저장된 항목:
-=-=-
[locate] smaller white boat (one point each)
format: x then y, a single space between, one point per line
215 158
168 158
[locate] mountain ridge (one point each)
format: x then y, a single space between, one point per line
-=-=-
> 연습 문제
위의 항목 전체에서 "a single space" 부분을 "a single tab"(으)로 바꿔 수정하세요. 나머지는 모두 그대로 두세요.

> 문제 풀이
[locate] smaller white boat (one point each)
format: x then y, a single tab between, one point per line
215 158
168 158
[locate] mountain ridge (one point each)
format: x then y, a single tab between, one point per line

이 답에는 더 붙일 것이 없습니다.